**The tasks**.
- a) In the Nevada football article, which player returned a fumble 48 yards for a touchdown against Oregon State?
- b) Extend the Nevada football article past its final sentence.

Miami has a blinged out turnover chain.

Boise State has a turnover throne.

Nevada? Well, the Wolf Pack has opted for a turnover towel.

“We’re not that fancy,” Nevada head coach Jay Norvell said. “We don’t need a throne or any bling or anything like that. We just need a towel. That’s all we need.”

The Wolf Pack’s turnover towel – it’s a white bath towel that says “Turnover Towel” in blue lettering in case there was any confusion – made its debut Saturday in Nevada’s win over Oregon State. The Wolf Pack forced three Beavers turnovers, including a fumble returned 48 yards by Malik Reed for a touchdown that put Nevada up 30-7.

“The three turnovers were huge,” Norvell said. “The defensive score was huge.”

Since Miami created its turnover chain last season, other colleges have followed. Some schools have had turnover trash cans, spiked shoulder pads, wrestling belts, robes and even a plank of wood. So, why did Nevada opt for a towel? Credit Jarwarski Beckum, the Wolf Pack’s assistant football strength coach.

“He’s a defensive guy at heart,” Norvell said. “He’s always waving a towel, so we figured we’d give him a turnover towel. It’s something we always emphasized in practice and talked about and he does a great job of getting energy on the sideline. It just kind of came to me. I saw Jaws waving the towel and I just said, ‘We need a turnover towel.’”

Norvell added the Wolf Pack’s defensive coordinator Jeff Casteel is a Pittsburgh Steelers fan, and the Steelers have the Terrible Towel. As a result, the Wolf Pack defense felt a Turnover Towel made sense.

The Wolf Pack was plus-two in turnover margin in the win over Oregon State to move to even on the season (it has six takeaways to six giveaways). Nevada was minus-two in turnover margin last season and made it a point of emphasis this summer to improve that number. The Wolf Pack wouldn’t have beaten Oregon State without those takeaways, Norvell said.

“They were really the difference in the game,” Norvell said. “We want to keep building on that.”


The Wolf Pack has largely been healthy this season, with the lone exception being senior center Sean Krespz, who could make his season debut Saturday at Toledo as he returns from a dislocated elbow.

Krepsz took part in practice Monday and Tuesday and is trending in the right direction to play Saturday.

“He’s trying to manage through his issues,” Norvell said. “We’re hopeful. There’s a possibility he can do some things this week and if he continues to progress we’ll use him.”

Krepsz is the Wolf Pack’s most experienced offensive lineman. The former Washington State transfer has started 22 games in his college career, the most of any player on Nevada’s offense. He’s played both center and guard and could fit in either position when he does return. Krepsz is listed on the Wolf Pack’s depth chart as the backup center behind Kalei Meyer, who has earned strong reviews for his play.

(Stored data entries)
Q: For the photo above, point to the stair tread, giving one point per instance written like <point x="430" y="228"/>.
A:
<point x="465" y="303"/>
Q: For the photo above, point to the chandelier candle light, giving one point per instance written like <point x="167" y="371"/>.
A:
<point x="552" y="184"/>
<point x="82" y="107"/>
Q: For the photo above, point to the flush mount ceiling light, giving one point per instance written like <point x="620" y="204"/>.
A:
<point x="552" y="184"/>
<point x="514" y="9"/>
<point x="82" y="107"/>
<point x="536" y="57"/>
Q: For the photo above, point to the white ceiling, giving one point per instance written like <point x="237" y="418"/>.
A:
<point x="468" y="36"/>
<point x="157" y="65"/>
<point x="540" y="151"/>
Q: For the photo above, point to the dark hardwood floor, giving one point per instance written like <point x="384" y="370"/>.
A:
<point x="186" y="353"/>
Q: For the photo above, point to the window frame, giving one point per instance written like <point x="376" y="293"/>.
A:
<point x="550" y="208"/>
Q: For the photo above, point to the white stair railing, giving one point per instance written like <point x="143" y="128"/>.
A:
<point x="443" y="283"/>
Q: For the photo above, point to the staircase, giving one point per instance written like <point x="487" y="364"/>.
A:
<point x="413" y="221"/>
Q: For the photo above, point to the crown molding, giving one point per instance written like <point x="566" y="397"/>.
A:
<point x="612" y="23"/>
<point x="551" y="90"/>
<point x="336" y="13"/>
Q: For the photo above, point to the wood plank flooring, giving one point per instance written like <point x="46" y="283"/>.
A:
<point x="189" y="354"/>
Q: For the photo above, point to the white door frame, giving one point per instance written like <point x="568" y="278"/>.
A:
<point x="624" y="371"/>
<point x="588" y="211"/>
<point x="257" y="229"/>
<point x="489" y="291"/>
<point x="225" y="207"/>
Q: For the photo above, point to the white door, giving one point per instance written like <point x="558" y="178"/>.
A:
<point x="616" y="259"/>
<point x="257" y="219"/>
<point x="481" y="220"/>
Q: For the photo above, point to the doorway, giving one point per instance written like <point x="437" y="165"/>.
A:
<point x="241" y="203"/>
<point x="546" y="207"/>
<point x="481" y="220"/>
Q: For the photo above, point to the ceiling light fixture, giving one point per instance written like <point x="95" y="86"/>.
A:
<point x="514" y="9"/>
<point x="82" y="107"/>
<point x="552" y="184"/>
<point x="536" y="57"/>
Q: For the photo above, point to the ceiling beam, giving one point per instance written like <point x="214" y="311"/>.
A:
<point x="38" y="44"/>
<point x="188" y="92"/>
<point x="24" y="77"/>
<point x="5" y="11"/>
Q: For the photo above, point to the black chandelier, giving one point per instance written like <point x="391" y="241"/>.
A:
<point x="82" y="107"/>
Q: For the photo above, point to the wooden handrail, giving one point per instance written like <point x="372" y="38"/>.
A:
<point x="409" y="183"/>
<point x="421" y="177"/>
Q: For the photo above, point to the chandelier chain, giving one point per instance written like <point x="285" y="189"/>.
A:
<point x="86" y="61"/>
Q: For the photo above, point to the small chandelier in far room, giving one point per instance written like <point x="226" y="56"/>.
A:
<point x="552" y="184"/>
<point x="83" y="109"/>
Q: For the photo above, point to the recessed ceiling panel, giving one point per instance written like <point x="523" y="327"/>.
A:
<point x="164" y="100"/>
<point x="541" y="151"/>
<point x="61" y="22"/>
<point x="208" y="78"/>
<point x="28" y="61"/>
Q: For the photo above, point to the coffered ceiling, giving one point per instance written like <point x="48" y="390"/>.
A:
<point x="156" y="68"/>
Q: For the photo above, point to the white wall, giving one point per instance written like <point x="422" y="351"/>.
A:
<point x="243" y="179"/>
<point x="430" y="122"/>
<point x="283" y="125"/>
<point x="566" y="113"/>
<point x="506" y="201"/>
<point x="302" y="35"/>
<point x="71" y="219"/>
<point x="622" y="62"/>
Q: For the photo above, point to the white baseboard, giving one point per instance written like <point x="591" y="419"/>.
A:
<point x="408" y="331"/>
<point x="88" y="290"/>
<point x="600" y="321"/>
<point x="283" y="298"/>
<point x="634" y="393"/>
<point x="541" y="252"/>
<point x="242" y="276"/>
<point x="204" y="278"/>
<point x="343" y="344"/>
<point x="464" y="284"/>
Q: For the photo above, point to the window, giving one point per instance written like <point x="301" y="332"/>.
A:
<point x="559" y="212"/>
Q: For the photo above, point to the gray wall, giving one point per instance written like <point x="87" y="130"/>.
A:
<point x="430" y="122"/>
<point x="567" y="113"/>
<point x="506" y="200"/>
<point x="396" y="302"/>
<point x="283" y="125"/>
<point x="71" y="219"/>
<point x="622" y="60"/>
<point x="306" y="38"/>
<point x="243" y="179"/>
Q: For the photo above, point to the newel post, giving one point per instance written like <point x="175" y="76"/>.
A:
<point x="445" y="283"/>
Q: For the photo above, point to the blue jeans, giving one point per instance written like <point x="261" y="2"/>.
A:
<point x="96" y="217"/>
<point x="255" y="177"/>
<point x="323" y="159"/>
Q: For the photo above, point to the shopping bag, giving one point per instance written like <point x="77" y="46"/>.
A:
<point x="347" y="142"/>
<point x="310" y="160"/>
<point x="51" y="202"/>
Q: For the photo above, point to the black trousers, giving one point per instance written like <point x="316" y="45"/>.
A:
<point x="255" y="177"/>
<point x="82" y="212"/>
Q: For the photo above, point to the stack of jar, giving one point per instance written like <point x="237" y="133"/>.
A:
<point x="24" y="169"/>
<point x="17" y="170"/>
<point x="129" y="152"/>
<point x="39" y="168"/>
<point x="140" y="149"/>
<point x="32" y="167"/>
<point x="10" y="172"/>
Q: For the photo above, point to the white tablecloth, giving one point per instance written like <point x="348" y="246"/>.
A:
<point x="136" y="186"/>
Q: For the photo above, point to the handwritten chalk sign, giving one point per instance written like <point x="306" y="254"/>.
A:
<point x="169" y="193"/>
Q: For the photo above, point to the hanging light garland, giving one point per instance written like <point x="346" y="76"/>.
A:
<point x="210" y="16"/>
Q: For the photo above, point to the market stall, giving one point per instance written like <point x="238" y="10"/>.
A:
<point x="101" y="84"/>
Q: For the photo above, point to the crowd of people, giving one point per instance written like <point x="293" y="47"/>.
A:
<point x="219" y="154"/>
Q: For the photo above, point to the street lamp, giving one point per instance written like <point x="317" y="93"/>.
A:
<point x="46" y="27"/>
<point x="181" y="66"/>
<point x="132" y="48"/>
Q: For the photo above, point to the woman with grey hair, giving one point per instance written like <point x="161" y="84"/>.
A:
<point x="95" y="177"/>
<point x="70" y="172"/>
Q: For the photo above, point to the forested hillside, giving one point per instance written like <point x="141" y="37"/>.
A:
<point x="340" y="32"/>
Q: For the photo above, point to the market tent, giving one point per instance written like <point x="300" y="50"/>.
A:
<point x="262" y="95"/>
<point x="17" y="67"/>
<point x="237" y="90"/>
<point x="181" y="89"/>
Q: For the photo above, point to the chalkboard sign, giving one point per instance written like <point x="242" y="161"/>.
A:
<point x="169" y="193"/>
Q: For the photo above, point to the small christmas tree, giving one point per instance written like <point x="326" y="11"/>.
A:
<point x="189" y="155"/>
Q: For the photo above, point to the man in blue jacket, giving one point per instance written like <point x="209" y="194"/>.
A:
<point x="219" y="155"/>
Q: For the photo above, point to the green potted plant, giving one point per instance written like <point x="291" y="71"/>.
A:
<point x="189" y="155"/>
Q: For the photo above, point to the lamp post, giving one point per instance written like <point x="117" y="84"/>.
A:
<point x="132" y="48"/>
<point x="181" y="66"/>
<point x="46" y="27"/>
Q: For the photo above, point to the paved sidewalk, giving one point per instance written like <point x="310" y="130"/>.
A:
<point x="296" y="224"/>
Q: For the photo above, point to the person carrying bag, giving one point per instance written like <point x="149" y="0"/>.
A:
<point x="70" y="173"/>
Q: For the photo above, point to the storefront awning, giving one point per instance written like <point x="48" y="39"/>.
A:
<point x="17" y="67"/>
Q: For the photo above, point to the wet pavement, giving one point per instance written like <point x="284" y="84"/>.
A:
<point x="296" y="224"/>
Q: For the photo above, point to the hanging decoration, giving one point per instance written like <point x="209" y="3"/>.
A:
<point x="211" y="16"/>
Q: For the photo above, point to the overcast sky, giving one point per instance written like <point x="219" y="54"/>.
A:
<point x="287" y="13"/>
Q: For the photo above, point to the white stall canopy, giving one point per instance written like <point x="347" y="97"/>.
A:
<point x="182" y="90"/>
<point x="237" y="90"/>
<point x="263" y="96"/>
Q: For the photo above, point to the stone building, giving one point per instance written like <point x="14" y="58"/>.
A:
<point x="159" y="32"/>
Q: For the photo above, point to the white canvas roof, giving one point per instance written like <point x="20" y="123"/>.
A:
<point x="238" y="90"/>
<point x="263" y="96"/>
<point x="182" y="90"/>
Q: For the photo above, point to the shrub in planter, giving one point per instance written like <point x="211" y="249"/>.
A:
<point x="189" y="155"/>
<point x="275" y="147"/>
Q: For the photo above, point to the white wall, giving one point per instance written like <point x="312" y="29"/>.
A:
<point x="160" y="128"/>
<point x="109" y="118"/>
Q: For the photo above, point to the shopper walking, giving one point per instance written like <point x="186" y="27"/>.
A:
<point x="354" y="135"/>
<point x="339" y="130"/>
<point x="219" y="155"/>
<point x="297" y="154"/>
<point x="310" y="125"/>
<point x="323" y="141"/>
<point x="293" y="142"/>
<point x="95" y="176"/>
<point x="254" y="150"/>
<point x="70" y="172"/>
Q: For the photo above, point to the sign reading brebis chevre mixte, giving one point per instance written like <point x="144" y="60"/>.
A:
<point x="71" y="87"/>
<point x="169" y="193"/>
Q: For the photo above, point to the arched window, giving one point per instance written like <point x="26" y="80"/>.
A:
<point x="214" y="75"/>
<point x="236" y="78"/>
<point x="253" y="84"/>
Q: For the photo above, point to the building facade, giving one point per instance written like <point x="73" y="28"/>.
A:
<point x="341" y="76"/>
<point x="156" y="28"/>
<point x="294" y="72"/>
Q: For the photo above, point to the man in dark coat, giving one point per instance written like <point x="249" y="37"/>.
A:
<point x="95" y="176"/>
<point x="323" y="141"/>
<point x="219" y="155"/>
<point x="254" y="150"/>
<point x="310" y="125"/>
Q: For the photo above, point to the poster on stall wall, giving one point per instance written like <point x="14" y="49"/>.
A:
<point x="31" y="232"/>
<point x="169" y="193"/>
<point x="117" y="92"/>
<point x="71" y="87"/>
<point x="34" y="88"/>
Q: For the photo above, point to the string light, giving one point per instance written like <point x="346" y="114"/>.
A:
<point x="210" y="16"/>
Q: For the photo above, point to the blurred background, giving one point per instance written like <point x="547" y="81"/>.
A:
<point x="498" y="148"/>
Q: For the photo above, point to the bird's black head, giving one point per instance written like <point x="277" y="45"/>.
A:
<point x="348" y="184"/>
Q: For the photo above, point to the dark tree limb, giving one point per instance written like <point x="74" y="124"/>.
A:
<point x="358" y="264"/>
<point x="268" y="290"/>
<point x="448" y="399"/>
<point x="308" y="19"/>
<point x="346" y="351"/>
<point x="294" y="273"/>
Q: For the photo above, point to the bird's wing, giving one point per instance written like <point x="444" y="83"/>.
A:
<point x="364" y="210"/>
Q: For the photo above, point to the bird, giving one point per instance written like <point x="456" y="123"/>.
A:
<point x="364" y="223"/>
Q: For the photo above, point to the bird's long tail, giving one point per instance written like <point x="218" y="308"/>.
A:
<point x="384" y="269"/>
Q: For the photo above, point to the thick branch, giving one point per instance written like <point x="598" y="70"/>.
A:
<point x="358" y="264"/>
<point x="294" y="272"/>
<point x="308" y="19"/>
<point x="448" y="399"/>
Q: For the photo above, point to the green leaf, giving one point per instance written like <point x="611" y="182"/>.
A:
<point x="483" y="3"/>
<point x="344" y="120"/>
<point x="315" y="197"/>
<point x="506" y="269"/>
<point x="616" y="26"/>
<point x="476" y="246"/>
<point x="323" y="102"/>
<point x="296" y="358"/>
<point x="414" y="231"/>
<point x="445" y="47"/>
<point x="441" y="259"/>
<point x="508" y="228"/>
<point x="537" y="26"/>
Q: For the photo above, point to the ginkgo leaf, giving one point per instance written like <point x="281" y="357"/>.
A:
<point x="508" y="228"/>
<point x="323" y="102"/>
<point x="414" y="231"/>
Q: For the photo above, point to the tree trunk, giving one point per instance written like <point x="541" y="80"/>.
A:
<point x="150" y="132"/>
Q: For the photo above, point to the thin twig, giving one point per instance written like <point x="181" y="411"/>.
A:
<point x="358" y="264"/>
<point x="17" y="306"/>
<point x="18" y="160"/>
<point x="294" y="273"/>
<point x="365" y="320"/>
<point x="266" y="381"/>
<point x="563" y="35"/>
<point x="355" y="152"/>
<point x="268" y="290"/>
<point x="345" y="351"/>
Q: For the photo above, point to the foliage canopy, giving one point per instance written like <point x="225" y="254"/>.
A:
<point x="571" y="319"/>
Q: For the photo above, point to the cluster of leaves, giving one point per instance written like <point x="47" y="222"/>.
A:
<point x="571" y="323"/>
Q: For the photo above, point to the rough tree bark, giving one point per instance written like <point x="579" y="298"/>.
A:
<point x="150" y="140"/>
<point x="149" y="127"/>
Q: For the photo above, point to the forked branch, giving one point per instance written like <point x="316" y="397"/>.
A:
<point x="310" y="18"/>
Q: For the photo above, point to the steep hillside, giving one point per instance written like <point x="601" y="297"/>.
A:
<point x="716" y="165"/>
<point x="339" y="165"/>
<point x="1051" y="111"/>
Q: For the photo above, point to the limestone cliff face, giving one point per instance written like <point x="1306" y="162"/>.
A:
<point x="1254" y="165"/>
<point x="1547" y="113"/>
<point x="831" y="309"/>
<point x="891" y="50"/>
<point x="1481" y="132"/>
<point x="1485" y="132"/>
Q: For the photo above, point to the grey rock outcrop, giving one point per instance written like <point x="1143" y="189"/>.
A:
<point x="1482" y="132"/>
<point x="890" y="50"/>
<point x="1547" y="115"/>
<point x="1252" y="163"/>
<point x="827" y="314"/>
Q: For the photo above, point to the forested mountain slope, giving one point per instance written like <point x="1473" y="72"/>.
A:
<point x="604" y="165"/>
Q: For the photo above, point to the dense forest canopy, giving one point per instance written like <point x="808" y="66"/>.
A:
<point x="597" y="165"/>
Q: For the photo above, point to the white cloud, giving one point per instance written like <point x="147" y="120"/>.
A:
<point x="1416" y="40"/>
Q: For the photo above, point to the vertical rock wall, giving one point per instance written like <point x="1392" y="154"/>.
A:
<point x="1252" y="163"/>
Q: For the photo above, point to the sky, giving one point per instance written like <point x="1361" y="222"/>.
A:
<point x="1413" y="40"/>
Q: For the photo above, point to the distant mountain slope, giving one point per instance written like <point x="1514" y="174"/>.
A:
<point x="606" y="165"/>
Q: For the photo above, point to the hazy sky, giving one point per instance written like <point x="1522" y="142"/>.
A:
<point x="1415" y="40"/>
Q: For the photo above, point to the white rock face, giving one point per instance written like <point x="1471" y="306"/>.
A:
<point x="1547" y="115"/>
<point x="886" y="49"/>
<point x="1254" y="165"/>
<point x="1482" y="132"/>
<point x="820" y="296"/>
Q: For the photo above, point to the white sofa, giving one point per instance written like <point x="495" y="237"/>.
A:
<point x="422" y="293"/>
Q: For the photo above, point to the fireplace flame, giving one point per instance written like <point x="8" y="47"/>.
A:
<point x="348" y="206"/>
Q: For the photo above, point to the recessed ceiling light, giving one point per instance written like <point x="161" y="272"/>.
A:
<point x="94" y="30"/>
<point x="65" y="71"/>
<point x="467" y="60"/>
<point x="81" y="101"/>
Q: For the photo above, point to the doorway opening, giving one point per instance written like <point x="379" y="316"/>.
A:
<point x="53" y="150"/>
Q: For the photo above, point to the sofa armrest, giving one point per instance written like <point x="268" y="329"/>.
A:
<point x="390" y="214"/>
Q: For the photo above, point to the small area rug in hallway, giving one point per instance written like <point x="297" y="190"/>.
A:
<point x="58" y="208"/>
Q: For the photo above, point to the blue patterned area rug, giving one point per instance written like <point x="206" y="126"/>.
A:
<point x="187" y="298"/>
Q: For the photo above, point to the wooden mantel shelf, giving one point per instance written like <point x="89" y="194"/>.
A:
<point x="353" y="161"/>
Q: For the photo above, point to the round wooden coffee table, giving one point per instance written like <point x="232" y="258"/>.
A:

**Outputs**.
- a) Malik Reed

- b)
Jermaine Ledbetter, a junior-college transfer, also is working his way up the depth chart. A reserve to start the season, Ledbetter was the primary right guard against Oregon State and is now listed as the starter at the position, with Nate Brown kicking out to right tackle. Both Ledbetter and Krespz are listed at 330 pounds, which adds some much-needed size to the Wolf Pack’s offensive line.


A day before Nevada hosted Oregon State, Norvell held a team meeting and asked his players to stand if they had beaten a Power 5 team before. Not a single player stood up. And for the Wolf Pack’s senior class, the game against the Beavers was their final chance to beat a team from a power conference.

“It was important for us to check that box off,” Norvell said.

Norvell said his team took a step forward in mindset and learning what’s required to beat quality foes.

“It was an important game for us because you have to have a certain mindset when you compete,” Norvell said. “Our kids made a decision that they were really going to play all out and physical for four quarters, and we did. To a man, we had guys really playing hard. They accepted the physical challenge of the game, really came out and set the tone and then played all the way until the very last snap.

“There are a lot of ways to win and lose the game and we certainly were fortunate to come out on top, but it was a great lesson for our guys on how hard you have to play to win.”


Wolf Pack WR Brendan O’Leary-Orange, who was taken off the field Saturday on a stretch, was at practice Tuesday in street clothes. He looked to be in good physical shape, although he is unlikely to play this week as he returns from a concussion. The Wolf Pack’s players of the week for the Oregon State win were P Quinton Conaway on special teams; LT Jake Nelson on offense; and the entire defense. Nevada’s trip to Toledo on Saturday will cover 2,143 miles. Nevada’s trip to Vanderbilt two weeks ago also covered 2,143 miles. The Wolf Pack’s game at Air Force on Sept. 29 will kick off at 1 p.m and air on ESPNNews, it was announced Monday. Nevada is 0-7 on the road under Norvell and has lost 14 of its last 15 road games.